=== Problem to work on ===
Print the data that follows exactly, leaving nothing out.

=== Items from a dataset ===

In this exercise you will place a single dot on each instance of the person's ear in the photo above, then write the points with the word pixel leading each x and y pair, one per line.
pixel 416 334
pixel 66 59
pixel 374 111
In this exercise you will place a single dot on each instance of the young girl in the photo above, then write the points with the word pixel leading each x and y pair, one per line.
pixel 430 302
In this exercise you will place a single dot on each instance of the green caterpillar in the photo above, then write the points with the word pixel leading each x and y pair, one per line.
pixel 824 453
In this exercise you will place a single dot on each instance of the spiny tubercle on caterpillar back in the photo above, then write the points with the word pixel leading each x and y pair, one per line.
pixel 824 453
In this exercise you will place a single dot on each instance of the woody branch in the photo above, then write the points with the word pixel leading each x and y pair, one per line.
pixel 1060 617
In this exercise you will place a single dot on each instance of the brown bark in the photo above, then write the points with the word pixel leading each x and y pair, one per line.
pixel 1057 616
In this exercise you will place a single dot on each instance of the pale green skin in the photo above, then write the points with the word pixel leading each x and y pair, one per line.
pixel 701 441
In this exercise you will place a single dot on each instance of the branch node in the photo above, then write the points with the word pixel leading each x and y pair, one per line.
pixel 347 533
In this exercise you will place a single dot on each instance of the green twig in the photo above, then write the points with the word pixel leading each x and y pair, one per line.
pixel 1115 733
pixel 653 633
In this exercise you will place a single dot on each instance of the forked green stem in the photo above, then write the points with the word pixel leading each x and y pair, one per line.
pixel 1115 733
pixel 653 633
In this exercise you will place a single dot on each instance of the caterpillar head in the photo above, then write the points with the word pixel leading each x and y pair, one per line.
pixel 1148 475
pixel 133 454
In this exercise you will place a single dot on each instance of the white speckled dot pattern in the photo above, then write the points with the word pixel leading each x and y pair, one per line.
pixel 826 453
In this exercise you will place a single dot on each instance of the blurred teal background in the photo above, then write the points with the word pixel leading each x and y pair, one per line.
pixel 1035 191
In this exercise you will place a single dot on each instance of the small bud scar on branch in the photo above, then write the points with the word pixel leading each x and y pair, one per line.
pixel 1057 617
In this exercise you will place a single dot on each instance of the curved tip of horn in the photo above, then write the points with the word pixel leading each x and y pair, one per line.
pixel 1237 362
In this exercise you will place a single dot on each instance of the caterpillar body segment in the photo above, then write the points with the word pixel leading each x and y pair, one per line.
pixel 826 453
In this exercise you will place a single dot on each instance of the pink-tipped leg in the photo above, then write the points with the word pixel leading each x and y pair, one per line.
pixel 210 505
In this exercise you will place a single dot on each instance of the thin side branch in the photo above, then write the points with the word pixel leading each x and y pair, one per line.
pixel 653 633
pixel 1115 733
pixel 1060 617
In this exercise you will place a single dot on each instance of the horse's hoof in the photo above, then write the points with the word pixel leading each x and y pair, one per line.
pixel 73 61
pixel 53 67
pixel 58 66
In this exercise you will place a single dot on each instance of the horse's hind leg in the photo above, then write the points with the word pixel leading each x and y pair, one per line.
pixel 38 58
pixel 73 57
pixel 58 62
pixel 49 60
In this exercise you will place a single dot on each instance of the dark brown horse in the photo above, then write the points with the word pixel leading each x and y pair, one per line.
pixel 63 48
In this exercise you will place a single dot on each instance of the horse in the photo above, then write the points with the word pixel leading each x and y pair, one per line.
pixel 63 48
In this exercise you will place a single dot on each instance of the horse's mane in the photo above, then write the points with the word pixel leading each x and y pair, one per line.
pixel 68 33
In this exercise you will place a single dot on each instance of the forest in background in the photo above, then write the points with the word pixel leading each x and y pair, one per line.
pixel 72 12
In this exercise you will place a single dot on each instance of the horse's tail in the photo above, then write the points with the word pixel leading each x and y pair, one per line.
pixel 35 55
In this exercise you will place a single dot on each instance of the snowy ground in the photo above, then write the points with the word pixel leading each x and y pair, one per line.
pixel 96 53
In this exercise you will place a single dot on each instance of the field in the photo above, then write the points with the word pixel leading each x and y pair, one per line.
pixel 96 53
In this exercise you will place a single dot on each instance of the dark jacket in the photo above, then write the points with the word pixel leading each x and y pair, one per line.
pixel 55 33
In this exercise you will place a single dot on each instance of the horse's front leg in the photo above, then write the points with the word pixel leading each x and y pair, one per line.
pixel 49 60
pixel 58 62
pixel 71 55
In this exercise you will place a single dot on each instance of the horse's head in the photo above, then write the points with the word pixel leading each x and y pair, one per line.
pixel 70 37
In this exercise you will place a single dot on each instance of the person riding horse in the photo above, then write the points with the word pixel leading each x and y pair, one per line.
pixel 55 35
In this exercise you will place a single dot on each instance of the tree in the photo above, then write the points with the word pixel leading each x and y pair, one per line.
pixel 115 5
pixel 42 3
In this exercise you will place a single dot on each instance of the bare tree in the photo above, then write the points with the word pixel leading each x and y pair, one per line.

=== Answer to the exercise ===
In this exercise you will place a single dot on each instance of the person's ear in the photo above, then write the points with the word pixel leading each x and y pair, one per line.
pixel 416 334
pixel 66 59
pixel 374 111
In this exercise you will place a single dot on each instance of the young girl in the photo above, then write the points with the word pixel leading each x and y pair, one per line.
pixel 430 302
In this exercise you will place a single dot on each instance of the green caterpillar in the photo above, then write the points with the word pixel leading each x and y pair, one per line.
pixel 824 453
In this exercise you will place a single dot on each instance of the spiny tubercle on caterpillar back in the photo above, then write the points with the word pixel leading each x and y pair, one per line.
pixel 824 453
In this exercise you will place a single dot on each instance of the woody branch in the photo above, then write the points with the word pixel leading each x and y pair, one per line.
pixel 1060 617
In this exercise you will place a single dot on each instance of the brown bark in the photo above, then write the points with the word pixel leading each x and y pair, one per line.
pixel 1057 616
In this exercise you will place a single dot on each instance of the pale green skin in the photo above, then write the points with the word pixel leading each x and y pair, one per line.
pixel 701 441
In this exercise you will place a single dot on each instance of the branch node in the photo above, then write the points with the word pixel leading each x and y pair, one per line.
pixel 347 533
In this exercise you will place a single dot on each instance of the green twig in the photo above, then write the points with the word pixel leading each x and y pair, one per line.
pixel 1115 733
pixel 653 633
In this exercise you will place a single dot on each instance of the forked green stem in the photo above, then write the points with the word pixel leading each x and y pair, one per line.
pixel 1115 733
pixel 653 633
In this exercise you will place a single dot on each instance of the caterpillar head in the photo above, then write the points with the word pixel leading each x and y pair, one per line.
pixel 1148 475
pixel 133 454
In this exercise you will place a single dot on each instance of the white speckled dot pattern in the photo above, then write the points with the word pixel leading each x and y pair, one per line.
pixel 826 453
In this exercise you will place a single dot on each instance of the blurred teal background in the photo above, then write the points with the word pixel leading each x and y pair, one per line.
pixel 1035 191
In this exercise you will place a single dot on each instance of the small bud scar on branch in the photo above, then write the points with the word pixel leading each x and y pair, one per line.
pixel 1057 617
In this exercise you will place a single dot on each instance of the curved tip of horn in the photo above, then write the points with the word pixel leading each x and y pair, one per line.
pixel 1237 362
In this exercise you will place a single dot on each instance of the caterpillar body segment in the photo above, then write the points with the word pixel leading each x and y pair, one per line.
pixel 826 453
In this exercise you will place a single dot on each instance of the pink-tipped leg in the photo above, then write the points with the word pixel leading each x and y pair, one per line.
pixel 210 505
In this exercise you will place a single dot on each instance of the thin side branch in the photo above, then write the points with the word pixel leading each x and y pair, one per line.
pixel 653 633
pixel 1115 733
pixel 1060 617
In this exercise you will place a single dot on each instance of the horse's hoof in the photo above, then write the points with the word pixel leading each x and y pair, one per line.
pixel 73 61
pixel 53 67
pixel 58 66
In this exercise you will place a single dot on each instance of the horse's hind leg in the photo above, then write the points with the word pixel leading each x and y pair, one per line.
pixel 38 58
pixel 73 57
pixel 58 62
pixel 49 60
In this exercise you will place a single dot on each instance of the dark brown horse in the photo above, then write the points with the word pixel leading each x and y pair, one per line.
pixel 63 48
In this exercise you will place a single dot on each instance of the horse in the photo above, then write the points with the word pixel leading each x and y pair, one per line.
pixel 63 48
In this exercise you will place a single dot on each instance of the horse's mane in the photo above, then write the points with the word pixel leading each x and y pair, one per line.
pixel 68 33
In this exercise you will place a single dot on each instance of the forest in background in the photo above, then write the points with the word pixel leading each x and y pair, one per line.
pixel 72 12
In this exercise you will place a single dot on each instance of the horse's tail in the photo above, then write the points with the word pixel leading each x and y pair, one per line.
pixel 35 55
In this exercise you will place a single dot on each instance of the snowy ground in the photo above, then write the points with the word pixel leading each x and y pair, one per line.
pixel 96 53
In this exercise you will place a single dot on each instance of the field in the photo above, then write the points with the word pixel leading each x and y pair, one per line.
pixel 96 53
In this exercise you will place a single dot on each instance of the dark jacket in the photo above, then write the points with the word pixel leading each x and y pair, one per line.
pixel 55 33
In this exercise you will place a single dot on each instance of the horse's front leg in the photo above, then write the points with the word pixel leading each x and y pair, one per line.
pixel 49 60
pixel 58 62
pixel 71 55
In this exercise you will place a single dot on each instance of the horse's head in the photo above, then write the points with the word pixel leading each x and y pair, one per line.
pixel 70 37
In this exercise you will place a single dot on each instance of the person riding horse in the photo above, then write the points with the word pixel leading each x and y pair, one per line.
pixel 55 35
In this exercise you will place a single dot on each instance of the tree in the photo above, then write the points with the word pixel leading each x and y pair, one per line.
pixel 115 5
pixel 42 3
In this exercise you will place a single dot on each instance of the bare tree in the photo above, then write the points with the word pixel leading each x and y pair, one per line.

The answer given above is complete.